#### Required tasks:
**A.** Print the passage from the Texas temperature indicators text starting at "Other methods compared" and ending at "1) [6,901 bytes].".
**B.** For the Texas temperature indicators text, mark each statement yes or no and quote the words that decide it: (i) The 1916 isotherm map came from the Texas Department of Agriculture Weather Bureau. (ii) The East Texas oil and gas field was conventionally discovered in 1947. (iii) Apart from surface solar heating, earth heat flow moves both upward and downward.

#### Document:
# # # # #

Texas temperature indicators

A Texas Department of Agriculture Weather Bureau map, "Mean Isotherms and Prevailing Winds in Texas for the Year 1916," indicates the most favorable counties for oil and gas exploration to be Panola, Rusk, Stephens, Eastland, Fort Bend, and Brazoria (Fig. 3) [92,603 bytes].

The Texas map betrayed the location of the East Texas oil and gas field long before its conventional discovery in 1930. The simple mapping of infrared measured surface temperatures under acceptable conditions appears to be faster, simpler, more inclusive, and more accurate (Fig. 4) [159,041 bytes].

Existing subsurface temperature gradient maps can be of considerable value in identifying "new" reserves. The simple observation of a 1947 map shows the most favorable area for deeper drilling to be the prolific Delaware basin that would wait until the early 1960s to be "discovered" by drilling existing wells deeper (Fig. 5) [70,211 bytes].

Nonvugular reservoirs contain untold millions of pore spaces within which oil is found in contact with connate water that wets the internal pore surfaces (Fig. 6) [23,522 bytes]. In addition to oil being much more thermally insulative than water, oil and water are immiscible, with every oil-water interface providing a perfect barrier against buoyancy type (natural) convective heat transfer.

Other methods compared

Important comparisons between temperature and seismic methods for exploration can be made.

Aside from surface solar heating, earth heat flow occurs in only an upward direction. Seismic survey energy essentially originates at the surface and is reflected back to the surface to include both downward and upward (two-way) travel.

Also, differences in thermal conductivity and acoustic travel time properties of oil, gas, and water are significant (Table 1) [6,901 bytes].

# # # # #

#### Provided material:
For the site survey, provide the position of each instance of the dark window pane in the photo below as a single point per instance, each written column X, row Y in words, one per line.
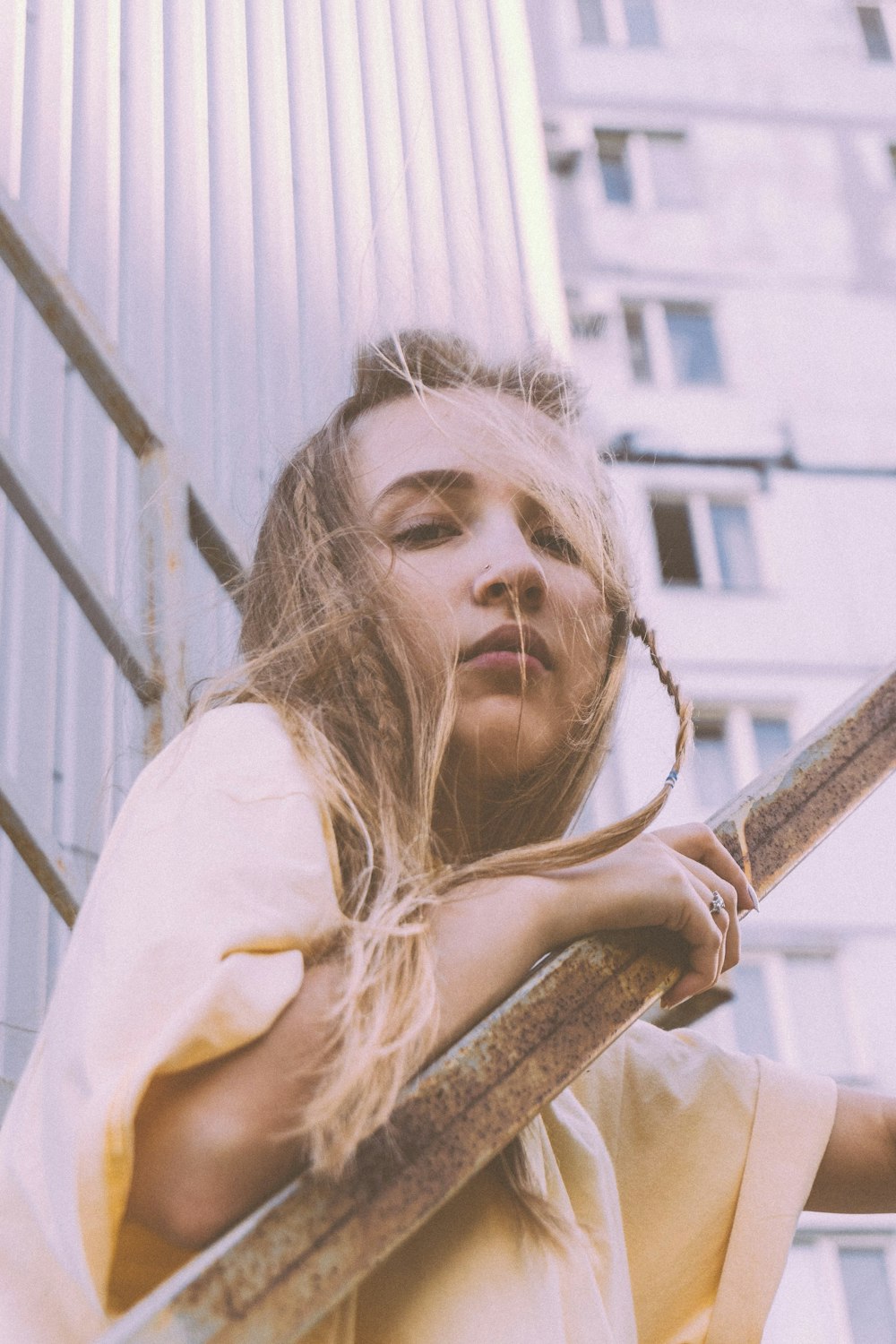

# # # # #

#### Exercise answers:
**A.**
Other methods compared

Important comparisons between temperature and seismic methods for exploration can be made.

Aside from surface solar heating, earth heat flow occurs in only an upward direction. Seismic survey energy essentially originates at the surface and is reflected back to the surface to include both downward and upward (two-way) travel.

Also, differences in thermal conductivity and acoustic travel time properties of oil, gas, and water are significant (Table 1) [6,901 bytes].

**B.**
(i) Yes: "A Texas Department of Agriculture Weather Bureau map, "Mean Isotherms and Prevailing Winds in Texas for the Year 1916,""
(ii) No: "long before its conventional discovery in 1930"
(iii) No: "Aside from surface solar heating, earth heat flow occurs in only an upward direction."